SHORT EXERCISE
Can you copy the records below word for word, leaving out any pictures?

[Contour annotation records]
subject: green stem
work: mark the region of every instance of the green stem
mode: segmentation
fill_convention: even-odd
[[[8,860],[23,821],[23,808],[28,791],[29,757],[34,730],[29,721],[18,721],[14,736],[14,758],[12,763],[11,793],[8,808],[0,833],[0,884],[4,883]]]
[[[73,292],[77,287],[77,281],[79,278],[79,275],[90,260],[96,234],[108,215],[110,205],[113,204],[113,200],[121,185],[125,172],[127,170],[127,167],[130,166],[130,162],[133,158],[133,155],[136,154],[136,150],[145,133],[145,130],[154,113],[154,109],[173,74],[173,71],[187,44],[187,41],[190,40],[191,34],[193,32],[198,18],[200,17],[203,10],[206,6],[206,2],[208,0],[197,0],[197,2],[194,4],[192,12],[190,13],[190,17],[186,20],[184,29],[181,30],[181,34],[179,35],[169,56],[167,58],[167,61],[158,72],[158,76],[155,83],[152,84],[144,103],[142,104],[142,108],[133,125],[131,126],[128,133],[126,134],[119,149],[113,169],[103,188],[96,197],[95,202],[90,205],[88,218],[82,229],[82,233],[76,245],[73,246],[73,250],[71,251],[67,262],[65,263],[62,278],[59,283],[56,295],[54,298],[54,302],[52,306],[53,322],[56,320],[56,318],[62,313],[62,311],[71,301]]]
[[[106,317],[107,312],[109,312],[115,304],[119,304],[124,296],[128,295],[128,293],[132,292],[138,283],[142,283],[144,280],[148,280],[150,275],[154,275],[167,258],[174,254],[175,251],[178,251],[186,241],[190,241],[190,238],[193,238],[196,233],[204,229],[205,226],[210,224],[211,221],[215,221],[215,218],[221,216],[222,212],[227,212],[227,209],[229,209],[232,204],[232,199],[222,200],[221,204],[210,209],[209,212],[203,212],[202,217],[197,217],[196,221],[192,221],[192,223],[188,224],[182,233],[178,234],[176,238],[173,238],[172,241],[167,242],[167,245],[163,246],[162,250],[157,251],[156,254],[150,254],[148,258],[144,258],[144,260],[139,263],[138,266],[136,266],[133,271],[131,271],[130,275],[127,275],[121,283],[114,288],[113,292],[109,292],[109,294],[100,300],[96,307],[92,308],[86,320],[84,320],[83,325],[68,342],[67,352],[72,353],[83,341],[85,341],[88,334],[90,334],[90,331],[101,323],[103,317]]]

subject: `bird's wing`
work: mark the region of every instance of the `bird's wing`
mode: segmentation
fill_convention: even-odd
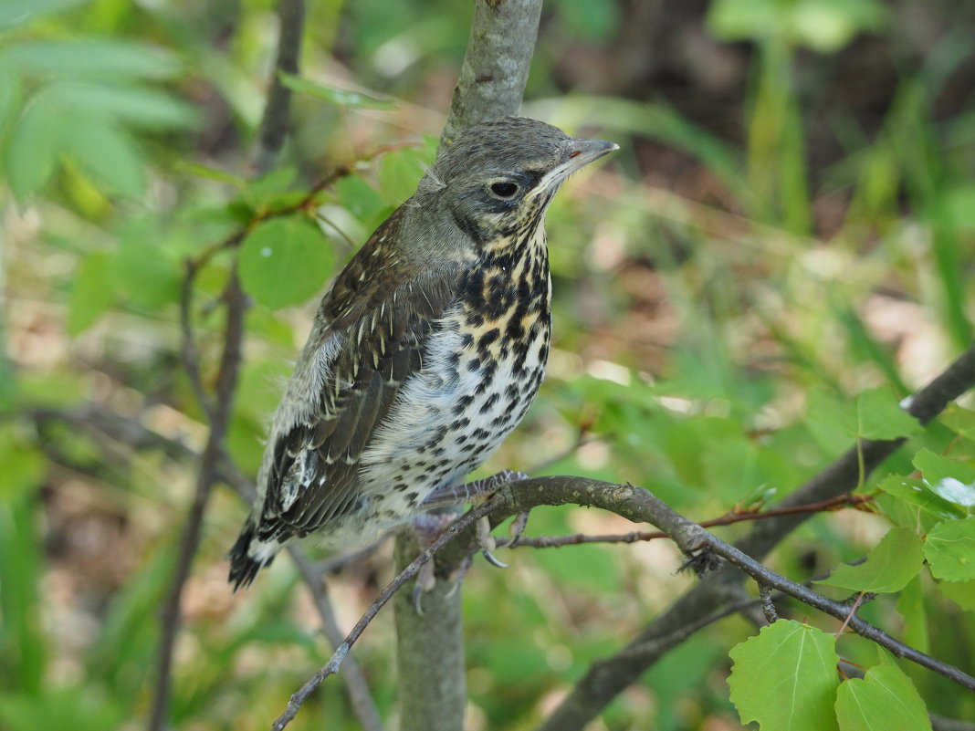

SOLVED EXERCISE
subject: green stem
work: mark the region of every instance of the green stem
mode: segmentation
fill_convention: even-odd
[[[8,860],[23,821],[23,808],[28,791],[29,757],[34,730],[29,721],[18,721],[14,736],[14,758],[12,763],[11,793],[8,808],[0,833],[0,884],[4,883]]]
[[[73,292],[77,287],[77,281],[79,278],[79,275],[90,260],[96,234],[108,215],[110,205],[113,204],[113,200],[121,185],[125,172],[127,170],[127,167],[130,166],[130,162],[133,158],[133,155],[136,154],[136,150],[145,133],[145,130],[154,113],[154,109],[173,74],[173,71],[187,44],[187,41],[190,40],[191,34],[193,32],[198,18],[200,17],[203,10],[206,6],[206,2],[208,0],[197,0],[197,2],[194,4],[192,12],[190,13],[190,17],[186,20],[184,29],[181,30],[181,34],[179,35],[169,56],[167,58],[167,61],[158,72],[158,76],[155,83],[152,84],[144,103],[142,104],[142,108],[133,125],[131,126],[128,133],[126,134],[119,149],[113,169],[103,188],[96,197],[95,202],[90,205],[88,218],[82,229],[82,233],[76,245],[73,246],[73,250],[71,251],[67,262],[65,263],[62,278],[59,283],[56,295],[54,298],[54,302],[52,306],[53,322],[56,320],[56,318],[62,313],[62,311],[71,301]]]
[[[106,317],[107,312],[109,312],[115,304],[119,304],[124,296],[128,295],[128,293],[132,292],[138,283],[142,283],[144,280],[148,280],[150,275],[154,275],[167,258],[174,254],[175,251],[178,251],[186,241],[190,241],[190,238],[193,238],[196,233],[204,229],[205,226],[210,224],[211,221],[215,221],[215,218],[221,216],[222,212],[227,212],[227,209],[229,209],[232,204],[232,199],[222,200],[221,204],[210,209],[209,212],[203,212],[202,217],[197,217],[196,221],[192,221],[192,223],[188,224],[182,233],[178,234],[176,238],[173,238],[172,241],[167,242],[167,245],[163,246],[162,250],[157,251],[156,254],[150,254],[148,258],[144,258],[144,260],[139,263],[138,266],[136,266],[133,271],[131,271],[130,275],[127,275],[121,283],[114,288],[113,292],[109,292],[109,294],[100,300],[96,307],[92,308],[86,320],[84,320],[83,325],[68,342],[67,352],[72,353],[83,341],[85,341],[88,334],[90,334],[90,331],[101,323],[103,317]]]

subject: `bird's wing`
work: mark the region of every instance of the `bird's wing`
mode: segmentation
fill_convention: even-odd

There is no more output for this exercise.